### TASK TO COMPLETE
Can you render every line of the entries below as a numbered list, leaving out blank lines?

(Annotation record excerpts)
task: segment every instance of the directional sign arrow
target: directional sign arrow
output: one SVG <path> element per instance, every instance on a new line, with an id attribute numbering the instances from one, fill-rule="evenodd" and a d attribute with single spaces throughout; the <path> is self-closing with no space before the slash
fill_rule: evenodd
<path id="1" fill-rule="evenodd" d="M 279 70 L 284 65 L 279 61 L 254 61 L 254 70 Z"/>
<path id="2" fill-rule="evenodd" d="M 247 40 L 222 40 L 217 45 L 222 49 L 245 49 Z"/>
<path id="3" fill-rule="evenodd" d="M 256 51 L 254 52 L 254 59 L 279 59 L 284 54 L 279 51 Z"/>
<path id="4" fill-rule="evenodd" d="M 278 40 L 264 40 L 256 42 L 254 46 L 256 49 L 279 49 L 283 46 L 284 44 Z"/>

### ANSWER TO THIS TASK
1. task: segment every instance of the directional sign arrow
2. target: directional sign arrow
3. output: one SVG <path> element per instance, every instance on a new line, with an id attribute numbering the instances from one, fill-rule="evenodd" and a d attribute with single spaces throughout; the <path> is self-closing with no space before the slash
4. fill_rule: evenodd
5. <path id="1" fill-rule="evenodd" d="M 279 70 L 284 65 L 279 61 L 254 61 L 254 70 Z"/>
6. <path id="2" fill-rule="evenodd" d="M 247 40 L 222 40 L 217 45 L 222 49 L 245 49 Z"/>
7. <path id="3" fill-rule="evenodd" d="M 256 51 L 254 52 L 254 59 L 279 59 L 284 54 L 279 51 Z"/>
8. <path id="4" fill-rule="evenodd" d="M 278 40 L 264 40 L 256 42 L 254 46 L 256 49 L 279 49 L 283 46 L 284 44 Z"/>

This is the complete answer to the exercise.